* Stored rows *

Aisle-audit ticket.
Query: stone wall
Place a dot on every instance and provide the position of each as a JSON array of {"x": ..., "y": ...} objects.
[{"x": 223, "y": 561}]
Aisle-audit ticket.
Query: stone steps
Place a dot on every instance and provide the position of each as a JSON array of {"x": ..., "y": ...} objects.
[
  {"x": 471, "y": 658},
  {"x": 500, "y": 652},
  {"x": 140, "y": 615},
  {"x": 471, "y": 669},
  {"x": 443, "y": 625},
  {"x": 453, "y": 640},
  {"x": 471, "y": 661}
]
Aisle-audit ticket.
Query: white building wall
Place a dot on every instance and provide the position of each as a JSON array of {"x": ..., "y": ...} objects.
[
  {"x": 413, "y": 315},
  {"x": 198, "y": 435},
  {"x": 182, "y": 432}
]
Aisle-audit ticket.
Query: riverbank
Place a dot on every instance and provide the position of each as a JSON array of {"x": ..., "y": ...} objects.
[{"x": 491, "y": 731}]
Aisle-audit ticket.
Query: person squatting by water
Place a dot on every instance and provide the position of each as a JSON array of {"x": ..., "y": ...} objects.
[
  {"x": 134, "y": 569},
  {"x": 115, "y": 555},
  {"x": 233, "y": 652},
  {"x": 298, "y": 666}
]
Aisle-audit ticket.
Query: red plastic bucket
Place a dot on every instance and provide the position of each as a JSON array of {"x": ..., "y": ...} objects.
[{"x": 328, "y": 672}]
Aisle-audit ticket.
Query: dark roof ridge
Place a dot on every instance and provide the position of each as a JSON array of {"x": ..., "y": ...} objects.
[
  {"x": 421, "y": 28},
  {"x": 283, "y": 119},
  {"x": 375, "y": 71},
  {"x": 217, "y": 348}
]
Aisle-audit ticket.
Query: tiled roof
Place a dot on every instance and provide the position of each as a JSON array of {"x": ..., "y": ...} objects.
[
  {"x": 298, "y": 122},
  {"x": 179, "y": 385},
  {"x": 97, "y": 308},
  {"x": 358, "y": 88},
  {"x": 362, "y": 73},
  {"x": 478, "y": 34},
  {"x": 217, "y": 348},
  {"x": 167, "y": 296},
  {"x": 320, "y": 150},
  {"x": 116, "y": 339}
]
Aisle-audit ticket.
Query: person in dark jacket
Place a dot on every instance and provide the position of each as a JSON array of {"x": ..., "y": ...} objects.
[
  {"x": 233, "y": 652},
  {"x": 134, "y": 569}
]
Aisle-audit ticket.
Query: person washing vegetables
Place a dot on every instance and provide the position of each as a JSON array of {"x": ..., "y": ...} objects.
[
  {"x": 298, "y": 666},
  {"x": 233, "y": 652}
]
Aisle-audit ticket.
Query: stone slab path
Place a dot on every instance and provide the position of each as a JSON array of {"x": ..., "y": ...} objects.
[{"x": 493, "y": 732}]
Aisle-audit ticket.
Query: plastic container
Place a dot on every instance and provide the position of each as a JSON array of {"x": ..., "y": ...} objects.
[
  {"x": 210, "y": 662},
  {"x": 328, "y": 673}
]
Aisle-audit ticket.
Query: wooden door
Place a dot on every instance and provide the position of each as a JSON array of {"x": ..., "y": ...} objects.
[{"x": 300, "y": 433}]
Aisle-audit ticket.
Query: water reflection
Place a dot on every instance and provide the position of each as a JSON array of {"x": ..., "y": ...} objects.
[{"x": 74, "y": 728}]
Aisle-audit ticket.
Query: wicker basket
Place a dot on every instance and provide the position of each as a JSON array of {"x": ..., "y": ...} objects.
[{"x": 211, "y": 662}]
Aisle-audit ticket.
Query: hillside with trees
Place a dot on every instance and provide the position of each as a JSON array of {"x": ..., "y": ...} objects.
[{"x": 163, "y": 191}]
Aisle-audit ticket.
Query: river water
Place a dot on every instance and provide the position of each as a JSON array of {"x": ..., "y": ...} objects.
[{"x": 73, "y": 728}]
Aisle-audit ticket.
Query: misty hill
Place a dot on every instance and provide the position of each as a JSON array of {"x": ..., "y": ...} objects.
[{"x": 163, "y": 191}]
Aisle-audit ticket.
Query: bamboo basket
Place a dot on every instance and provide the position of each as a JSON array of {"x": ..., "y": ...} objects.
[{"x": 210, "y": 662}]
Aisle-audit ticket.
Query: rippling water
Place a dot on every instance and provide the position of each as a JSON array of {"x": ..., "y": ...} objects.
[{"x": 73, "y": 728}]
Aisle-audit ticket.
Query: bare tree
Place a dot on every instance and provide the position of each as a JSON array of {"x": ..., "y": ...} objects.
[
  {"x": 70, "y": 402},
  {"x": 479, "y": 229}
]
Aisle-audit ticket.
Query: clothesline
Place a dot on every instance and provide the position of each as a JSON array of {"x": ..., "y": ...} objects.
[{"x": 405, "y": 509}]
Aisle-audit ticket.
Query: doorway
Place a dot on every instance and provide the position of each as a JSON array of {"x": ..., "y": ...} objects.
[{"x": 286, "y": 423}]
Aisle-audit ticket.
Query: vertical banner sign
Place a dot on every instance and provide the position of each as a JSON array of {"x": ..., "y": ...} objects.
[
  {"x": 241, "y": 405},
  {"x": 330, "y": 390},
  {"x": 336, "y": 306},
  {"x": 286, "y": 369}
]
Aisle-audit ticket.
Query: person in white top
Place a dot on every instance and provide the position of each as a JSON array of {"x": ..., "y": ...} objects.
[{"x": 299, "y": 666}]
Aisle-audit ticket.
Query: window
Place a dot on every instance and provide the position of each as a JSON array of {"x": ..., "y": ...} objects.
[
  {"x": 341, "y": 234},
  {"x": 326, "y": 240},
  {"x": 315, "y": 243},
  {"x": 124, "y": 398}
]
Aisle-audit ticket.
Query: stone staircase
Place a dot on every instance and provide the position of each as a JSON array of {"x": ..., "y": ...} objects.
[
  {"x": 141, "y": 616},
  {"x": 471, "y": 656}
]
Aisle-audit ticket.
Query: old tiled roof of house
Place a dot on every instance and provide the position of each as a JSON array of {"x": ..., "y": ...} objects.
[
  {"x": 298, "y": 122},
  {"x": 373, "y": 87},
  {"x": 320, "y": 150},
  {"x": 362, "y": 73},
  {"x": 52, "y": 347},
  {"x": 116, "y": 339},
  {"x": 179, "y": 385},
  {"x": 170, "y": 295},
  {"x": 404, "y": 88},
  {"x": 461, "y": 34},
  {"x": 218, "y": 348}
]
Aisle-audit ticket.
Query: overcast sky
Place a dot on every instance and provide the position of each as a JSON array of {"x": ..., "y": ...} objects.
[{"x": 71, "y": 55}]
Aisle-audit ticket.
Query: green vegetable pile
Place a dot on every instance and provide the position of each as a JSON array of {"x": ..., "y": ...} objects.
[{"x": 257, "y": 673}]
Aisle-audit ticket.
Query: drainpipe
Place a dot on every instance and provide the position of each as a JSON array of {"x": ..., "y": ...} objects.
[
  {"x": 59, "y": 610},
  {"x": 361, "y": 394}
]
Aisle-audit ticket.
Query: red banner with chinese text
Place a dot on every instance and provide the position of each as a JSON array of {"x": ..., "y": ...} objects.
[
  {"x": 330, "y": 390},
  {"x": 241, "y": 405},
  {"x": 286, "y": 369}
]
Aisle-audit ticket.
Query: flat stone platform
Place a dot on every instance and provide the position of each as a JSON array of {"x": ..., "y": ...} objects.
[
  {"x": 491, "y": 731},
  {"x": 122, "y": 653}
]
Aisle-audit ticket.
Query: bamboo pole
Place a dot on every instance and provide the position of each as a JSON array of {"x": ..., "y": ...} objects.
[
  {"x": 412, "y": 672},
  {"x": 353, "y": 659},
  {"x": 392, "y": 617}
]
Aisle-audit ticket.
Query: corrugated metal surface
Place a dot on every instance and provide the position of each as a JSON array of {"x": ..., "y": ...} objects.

* Exercise requirements *
Return every line of the data above that contains the string "banner", treating uppercase and lowercase as different.

* Written response *
Query: vertical banner sign
Query: red banner with chinese text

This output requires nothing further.